Le Monde, vendredi 7 juillet 2000, article en une


Stéphanie Le Bars


CONVOQUÉ à l'épreuve de français du brevet national des collèges, Victor Hugo aurait sans doute rêvé meilleur traitement. Non pas parce que quelques lignes sur Gavroche ont servi de support à la dictée proposée aux élèves de troisième des académies de Paris et d'Ile-de-France : l'hommage de l'éducation nationale aux grands auteurs est classique. Mais parce que les conditions de correction instaurées cette année permettaient de belles entorses à la langue française.

Pour la première fois, les élèves étaient évalués sur douze mots-cibles répartis dans un texte de six lignes. Il leur suffisait donc d'orthographier correctement des mots tels que mais, à, aimait, pitié, orphelins... pour engranger un demi-point par mot. Toute autre faute d'orthographe ne pouvait pénaliser les élèves que de deux points au maximum, l'épreuve étant notée sur six. En poussant le bouchon un peu loin, comme l'a fait le Collectif anti-Allègre, toujours actif sur Internet, un texte écrit phonétiquement pouvait prétendre à un honorable 4 sur 6 (sur 40 points pour l'ensemble des épreuves de français).

Ce score aurait donc pu saluer un caricatural "torchon", fourni par les membres du collectif: "Pour temps il avait un paire est une mer. Mais son pair ne pensé pas à lui et sa maire ne l'aimait poing. S'étaient un de ses enfants digneux de pitié entre tous ki ont perd et mère ait qui sont orphelins…" Jusqu'en 1999, l'orthographe des collégiens était évaluée sur un texte deux à trois fois plus long et qui, de l'avis général, comportait un niveau de difficulté acceptable. Les changements intervenus "ont tendance à positiver" l'épreuve d'orthographe, "seul exercice où l'on ne peut que perdre des points", rappelle un prof de français.
☆ ☆ ☆ ☆ ☆ ☆ ☆
### [TÂCHE COURTE]
Dans l'article sur la dictée du brevet, combien de points rapportait chaque mot-cible correctement orthographié ? Les enregistrements qui suivent forment un matériau indépendant du texte.
☆ ☆ ☆ ☆ ☆ ☆ ☆
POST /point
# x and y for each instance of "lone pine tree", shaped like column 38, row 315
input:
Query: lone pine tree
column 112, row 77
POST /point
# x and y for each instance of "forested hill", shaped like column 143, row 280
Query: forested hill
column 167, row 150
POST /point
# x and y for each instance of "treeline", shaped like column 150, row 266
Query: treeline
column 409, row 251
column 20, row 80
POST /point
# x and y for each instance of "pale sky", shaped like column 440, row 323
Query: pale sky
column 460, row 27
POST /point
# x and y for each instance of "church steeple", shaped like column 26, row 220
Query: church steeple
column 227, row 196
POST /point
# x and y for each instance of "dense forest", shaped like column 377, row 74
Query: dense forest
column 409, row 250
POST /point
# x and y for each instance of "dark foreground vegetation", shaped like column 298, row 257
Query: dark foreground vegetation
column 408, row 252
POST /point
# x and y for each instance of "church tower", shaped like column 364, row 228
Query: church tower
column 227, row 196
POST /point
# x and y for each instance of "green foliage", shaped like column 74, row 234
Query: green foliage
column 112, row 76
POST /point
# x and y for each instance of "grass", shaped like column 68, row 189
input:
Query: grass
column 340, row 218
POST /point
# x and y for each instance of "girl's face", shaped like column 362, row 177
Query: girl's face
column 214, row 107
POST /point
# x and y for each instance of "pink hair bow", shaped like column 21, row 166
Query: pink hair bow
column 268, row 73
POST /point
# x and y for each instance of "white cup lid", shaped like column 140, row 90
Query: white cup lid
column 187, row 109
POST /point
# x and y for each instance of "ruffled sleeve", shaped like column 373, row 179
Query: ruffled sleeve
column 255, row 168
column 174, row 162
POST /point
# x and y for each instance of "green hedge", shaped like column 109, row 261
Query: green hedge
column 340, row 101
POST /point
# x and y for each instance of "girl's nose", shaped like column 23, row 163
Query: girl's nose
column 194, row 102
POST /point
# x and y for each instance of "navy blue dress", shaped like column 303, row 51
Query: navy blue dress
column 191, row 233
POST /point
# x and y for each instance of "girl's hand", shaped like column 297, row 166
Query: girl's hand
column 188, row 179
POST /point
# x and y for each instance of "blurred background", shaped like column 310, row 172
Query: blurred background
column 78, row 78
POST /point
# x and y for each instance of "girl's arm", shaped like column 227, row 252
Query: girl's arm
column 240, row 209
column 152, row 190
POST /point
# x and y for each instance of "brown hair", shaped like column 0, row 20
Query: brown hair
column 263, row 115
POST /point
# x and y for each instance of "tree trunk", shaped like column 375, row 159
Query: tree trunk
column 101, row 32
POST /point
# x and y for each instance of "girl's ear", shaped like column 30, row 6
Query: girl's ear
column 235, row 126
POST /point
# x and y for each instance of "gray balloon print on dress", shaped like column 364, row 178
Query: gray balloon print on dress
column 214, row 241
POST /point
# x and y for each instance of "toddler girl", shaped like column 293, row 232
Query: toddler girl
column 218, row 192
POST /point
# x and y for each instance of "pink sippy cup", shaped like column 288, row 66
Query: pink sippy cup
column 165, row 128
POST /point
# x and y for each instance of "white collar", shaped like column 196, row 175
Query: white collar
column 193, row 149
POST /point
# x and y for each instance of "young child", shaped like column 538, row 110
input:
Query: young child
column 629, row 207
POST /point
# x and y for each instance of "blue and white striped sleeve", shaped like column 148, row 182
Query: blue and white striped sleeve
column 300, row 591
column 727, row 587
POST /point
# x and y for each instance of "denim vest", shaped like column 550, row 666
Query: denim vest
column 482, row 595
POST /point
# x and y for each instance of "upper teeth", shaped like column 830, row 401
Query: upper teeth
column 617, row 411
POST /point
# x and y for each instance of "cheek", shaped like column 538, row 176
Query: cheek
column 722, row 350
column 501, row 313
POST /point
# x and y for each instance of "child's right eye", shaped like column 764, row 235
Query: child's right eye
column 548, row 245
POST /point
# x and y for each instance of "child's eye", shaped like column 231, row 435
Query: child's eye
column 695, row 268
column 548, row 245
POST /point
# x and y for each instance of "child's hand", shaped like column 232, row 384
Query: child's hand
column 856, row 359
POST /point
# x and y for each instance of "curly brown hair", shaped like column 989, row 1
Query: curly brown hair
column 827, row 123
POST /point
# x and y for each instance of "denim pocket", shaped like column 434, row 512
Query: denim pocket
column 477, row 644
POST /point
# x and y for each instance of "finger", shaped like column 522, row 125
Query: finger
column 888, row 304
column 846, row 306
☆ ☆ ☆ ☆ ☆ ☆ ☆
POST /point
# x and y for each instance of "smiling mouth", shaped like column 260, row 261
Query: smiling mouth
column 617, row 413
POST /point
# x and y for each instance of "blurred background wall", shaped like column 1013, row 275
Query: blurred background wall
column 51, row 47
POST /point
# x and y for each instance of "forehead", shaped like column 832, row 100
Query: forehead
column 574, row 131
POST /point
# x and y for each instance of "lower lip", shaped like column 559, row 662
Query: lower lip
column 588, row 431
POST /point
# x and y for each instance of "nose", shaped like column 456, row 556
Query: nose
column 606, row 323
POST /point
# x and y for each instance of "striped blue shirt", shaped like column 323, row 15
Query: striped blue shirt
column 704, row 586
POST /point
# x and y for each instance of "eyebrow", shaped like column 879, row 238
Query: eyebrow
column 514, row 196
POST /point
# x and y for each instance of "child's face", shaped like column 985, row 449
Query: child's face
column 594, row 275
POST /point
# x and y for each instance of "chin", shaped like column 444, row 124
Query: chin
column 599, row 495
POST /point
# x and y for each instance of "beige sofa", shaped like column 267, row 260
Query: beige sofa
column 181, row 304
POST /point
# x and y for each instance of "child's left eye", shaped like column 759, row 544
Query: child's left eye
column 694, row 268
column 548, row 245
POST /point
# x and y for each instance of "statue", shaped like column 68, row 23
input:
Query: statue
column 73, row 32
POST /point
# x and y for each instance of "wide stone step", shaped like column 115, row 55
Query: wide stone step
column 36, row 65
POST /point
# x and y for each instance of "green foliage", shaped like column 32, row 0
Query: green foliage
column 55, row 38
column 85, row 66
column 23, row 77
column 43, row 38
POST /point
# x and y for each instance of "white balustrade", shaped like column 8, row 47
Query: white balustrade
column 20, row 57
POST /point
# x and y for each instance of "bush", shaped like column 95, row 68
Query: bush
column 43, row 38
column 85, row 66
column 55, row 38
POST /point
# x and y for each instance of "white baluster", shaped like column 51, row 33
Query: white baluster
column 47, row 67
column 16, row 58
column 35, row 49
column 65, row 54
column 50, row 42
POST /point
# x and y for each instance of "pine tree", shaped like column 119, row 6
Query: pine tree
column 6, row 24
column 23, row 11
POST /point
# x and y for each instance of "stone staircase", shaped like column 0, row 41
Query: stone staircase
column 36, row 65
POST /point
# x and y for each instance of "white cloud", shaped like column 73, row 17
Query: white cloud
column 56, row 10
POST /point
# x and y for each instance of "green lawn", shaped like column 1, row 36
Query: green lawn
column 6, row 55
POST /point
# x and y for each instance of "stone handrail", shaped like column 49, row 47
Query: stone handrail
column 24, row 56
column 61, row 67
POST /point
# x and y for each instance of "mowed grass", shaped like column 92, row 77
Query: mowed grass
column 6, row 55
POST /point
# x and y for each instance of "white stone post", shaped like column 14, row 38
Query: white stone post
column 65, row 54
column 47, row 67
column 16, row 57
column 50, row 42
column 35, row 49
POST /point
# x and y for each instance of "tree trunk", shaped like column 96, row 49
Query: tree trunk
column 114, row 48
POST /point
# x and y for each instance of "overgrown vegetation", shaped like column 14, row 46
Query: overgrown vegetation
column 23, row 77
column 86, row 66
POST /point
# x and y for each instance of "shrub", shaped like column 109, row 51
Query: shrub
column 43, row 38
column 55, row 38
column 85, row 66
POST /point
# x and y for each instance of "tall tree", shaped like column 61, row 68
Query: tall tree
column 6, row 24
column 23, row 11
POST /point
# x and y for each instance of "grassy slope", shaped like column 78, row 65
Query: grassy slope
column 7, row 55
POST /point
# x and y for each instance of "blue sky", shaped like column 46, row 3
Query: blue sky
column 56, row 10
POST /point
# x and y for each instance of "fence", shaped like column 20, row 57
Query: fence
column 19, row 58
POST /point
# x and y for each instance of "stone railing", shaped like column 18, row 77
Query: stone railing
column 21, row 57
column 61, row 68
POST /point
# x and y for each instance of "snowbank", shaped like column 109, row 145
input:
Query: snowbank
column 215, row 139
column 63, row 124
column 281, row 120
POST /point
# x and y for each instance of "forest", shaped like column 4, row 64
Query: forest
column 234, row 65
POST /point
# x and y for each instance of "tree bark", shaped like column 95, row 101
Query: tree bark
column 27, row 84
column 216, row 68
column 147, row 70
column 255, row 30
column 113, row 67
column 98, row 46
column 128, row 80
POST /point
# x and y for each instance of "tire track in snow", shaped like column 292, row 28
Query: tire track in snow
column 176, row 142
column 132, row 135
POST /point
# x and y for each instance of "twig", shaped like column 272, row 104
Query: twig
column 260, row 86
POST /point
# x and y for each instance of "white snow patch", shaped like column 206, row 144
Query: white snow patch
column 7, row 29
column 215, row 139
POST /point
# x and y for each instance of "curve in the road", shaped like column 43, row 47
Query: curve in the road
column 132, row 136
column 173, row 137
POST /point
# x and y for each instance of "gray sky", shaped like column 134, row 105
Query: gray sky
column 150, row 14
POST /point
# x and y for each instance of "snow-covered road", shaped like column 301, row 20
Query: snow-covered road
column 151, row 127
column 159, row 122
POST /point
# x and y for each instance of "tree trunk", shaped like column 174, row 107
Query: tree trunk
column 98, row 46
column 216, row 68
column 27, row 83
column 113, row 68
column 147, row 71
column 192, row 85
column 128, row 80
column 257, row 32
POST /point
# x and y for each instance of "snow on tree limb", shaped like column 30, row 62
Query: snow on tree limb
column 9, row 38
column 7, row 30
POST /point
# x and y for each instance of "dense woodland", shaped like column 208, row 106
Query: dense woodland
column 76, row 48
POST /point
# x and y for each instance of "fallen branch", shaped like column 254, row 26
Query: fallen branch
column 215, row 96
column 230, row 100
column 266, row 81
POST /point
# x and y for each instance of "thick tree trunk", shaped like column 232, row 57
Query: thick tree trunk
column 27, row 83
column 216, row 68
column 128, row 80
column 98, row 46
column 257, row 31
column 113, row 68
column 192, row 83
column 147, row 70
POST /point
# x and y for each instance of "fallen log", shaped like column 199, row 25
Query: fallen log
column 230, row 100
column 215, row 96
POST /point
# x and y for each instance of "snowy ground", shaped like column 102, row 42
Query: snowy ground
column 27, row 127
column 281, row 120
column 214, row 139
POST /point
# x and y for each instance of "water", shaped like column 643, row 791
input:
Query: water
☆ ☆ ☆ ☆ ☆ ☆ ☆
### [RÉPONSE]
Chaque mot-cible correctement orthographié rapportait un demi-point.